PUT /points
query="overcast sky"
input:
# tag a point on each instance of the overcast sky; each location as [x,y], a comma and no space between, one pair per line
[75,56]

◇ ◇ ◇ ◇ ◇

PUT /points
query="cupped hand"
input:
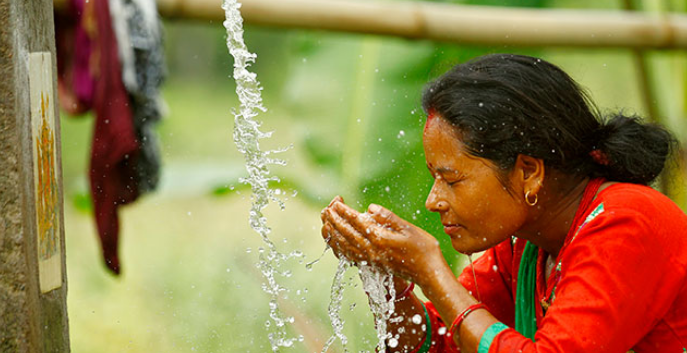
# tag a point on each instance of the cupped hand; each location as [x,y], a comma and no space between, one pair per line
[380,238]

◇ ◇ ◇ ◇ ◇

Prompt
Once you have counted the lines above that hold the word "query", report only that total.

Answer below
2